▸ Work order A
Revise the passage on trans identity across cultures from the words containing "The more important" through "which it exists?", replacing "disentangle" with "untangle".
▸ Work order B
Please say whether each statement agrees with the passage on trans identity across cultures, answering yes or no and quoting the words that decide it: (i) certain cultures have accepted very gender non-conforming people; (ii) the writer knows of cultures that had sub-cultures of women who behaved as men; (iii) according to some Buddhist thought in Thailand, kathoeys were men in a past life.

The approach of the gender activists is to claim that trans people have always been with us. But is this true? And to what extent is it true?
They will point to other cultures where very gender non-conforming people have been accepted (typically these are gender non-conforming males who are ultra ‘feminine’ according to that particular culture’s view of what constitutes femininity). They are right in this - certain cultures (but by no means all) have accepted and, to greater or lesser extents, celebrated these small minority of ‘different’ individuals.
Were these men (typically men) ever actually viewed as being women, though? Not just in behaviour or dress, but as actual women? Did the members of these groups ever actually view themselves as women?
Did these cultures have the same understanding of ‘trans’ as the one espoused by today’s gender activists?
I don’t think so. I think (and I may be wrong) these ‘different’ people were viewed as a separate category - and accepted on that basis.
And I’m not aware of any cultures who had ‘sub-cultures’ of women who behaved as men. Given the complexity and variety of human societies it wouldn’t surprise me if such sub-cultures existed in the same way that, for example, the (alleged) ‘two-spirit’ sub-culture of Native Americans existed or the kathoey sub-culture of Thailand exists. According to some Buddhist thought in Thailand, the kathoeys were women in a past life who have been born as men in this life in order to atone for some transgression in their previous life.
One question here is whether the gender activists of today are guilty of ‘colonising’ the understanding and attitudes of different cultures and suffusing them with their modern ‘understanding’. Is it appropriate appropriation?
The more important question is how much the notion of ‘trans’ is affected by the stereotypes and attitudes towards ‘gender’ of the society in which it occurs? How do we disentangle all of this? Or, like today’s gender activists might argue, is it a natural phenomenon that lies outside and unaffected by the ‘constructions’ of the society in which it exists?
Is it more a case of transtrenderism than transgenderism?

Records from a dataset
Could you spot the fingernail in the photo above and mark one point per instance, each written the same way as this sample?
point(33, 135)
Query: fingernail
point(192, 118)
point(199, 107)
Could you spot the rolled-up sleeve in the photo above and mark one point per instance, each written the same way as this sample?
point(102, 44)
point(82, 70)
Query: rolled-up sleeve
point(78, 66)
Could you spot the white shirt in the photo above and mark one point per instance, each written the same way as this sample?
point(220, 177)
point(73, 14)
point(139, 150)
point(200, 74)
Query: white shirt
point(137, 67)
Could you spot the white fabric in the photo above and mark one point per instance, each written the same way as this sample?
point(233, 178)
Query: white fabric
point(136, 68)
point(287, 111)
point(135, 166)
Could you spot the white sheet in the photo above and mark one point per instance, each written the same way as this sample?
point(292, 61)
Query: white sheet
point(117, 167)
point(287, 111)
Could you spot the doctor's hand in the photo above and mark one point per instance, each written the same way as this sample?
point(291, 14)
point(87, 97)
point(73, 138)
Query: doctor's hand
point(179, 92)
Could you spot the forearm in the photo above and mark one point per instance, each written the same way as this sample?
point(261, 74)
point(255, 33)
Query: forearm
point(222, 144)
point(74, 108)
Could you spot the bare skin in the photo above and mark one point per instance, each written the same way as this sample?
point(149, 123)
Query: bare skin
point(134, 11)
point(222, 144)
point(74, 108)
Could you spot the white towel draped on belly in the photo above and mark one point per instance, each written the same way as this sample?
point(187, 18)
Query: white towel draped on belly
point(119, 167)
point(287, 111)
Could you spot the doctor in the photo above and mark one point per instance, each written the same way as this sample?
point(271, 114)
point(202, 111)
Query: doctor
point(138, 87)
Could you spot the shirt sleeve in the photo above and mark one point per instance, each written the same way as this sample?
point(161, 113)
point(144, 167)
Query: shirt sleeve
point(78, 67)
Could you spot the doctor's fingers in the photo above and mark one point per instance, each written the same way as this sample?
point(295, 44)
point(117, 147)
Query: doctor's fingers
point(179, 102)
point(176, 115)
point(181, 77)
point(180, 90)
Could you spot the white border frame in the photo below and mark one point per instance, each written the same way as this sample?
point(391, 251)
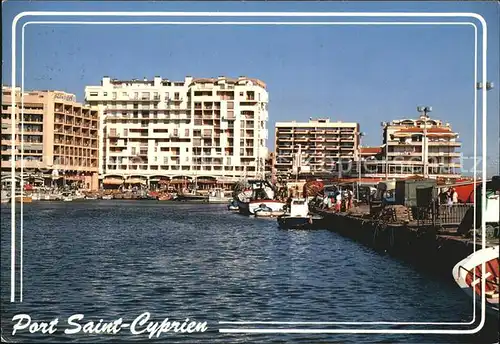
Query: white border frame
point(270, 14)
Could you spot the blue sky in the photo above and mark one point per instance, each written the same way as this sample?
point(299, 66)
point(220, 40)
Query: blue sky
point(366, 74)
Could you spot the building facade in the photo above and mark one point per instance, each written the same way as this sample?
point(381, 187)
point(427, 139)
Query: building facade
point(316, 147)
point(423, 146)
point(56, 138)
point(195, 128)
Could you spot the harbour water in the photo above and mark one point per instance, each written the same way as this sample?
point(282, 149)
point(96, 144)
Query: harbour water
point(112, 259)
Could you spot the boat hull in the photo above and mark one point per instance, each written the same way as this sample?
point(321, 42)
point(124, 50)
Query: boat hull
point(299, 222)
point(265, 213)
point(468, 275)
point(248, 208)
point(192, 198)
point(219, 200)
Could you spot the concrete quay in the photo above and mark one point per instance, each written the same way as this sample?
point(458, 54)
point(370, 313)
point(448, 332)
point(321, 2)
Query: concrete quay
point(425, 247)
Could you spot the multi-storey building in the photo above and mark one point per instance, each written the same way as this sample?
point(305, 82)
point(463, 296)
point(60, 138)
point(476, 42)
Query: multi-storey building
point(56, 137)
point(422, 146)
point(316, 147)
point(195, 128)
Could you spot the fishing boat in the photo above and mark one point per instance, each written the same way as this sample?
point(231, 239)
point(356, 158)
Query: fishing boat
point(218, 195)
point(191, 197)
point(299, 217)
point(23, 199)
point(233, 205)
point(265, 211)
point(468, 274)
point(259, 192)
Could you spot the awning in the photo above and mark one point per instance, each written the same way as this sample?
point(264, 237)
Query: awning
point(206, 181)
point(178, 181)
point(135, 181)
point(112, 181)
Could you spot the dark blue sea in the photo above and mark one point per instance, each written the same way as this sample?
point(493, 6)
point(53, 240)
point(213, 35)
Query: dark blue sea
point(119, 259)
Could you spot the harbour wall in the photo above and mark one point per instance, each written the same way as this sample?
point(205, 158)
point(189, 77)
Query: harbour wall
point(423, 247)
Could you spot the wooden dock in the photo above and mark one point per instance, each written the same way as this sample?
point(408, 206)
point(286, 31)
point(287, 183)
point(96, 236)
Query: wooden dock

▸ Answer A
The more important question is how much the notion of ‘trans’ is affected by the stereotypes and attitudes towards ‘gender’ of the society in which it occurs? How do we untangle all of this? Or, like today’s gender activists might argue, is it a natural phenomenon that lies outside and unaffected by the ‘constructions’ of the society in which it exists?

▸ Answer B
(i) Yes: "certain cultures (but by no means all) have accepted and, to greater or lesser extents, celebrated these small minority of ‘different’ individuals."
(ii) No: "And I’m not aware of any cultures who had ‘sub-cultures’ of women who behaved as men."
(iii) No: "the kathoeys were women in a past life who have been born as men in this life"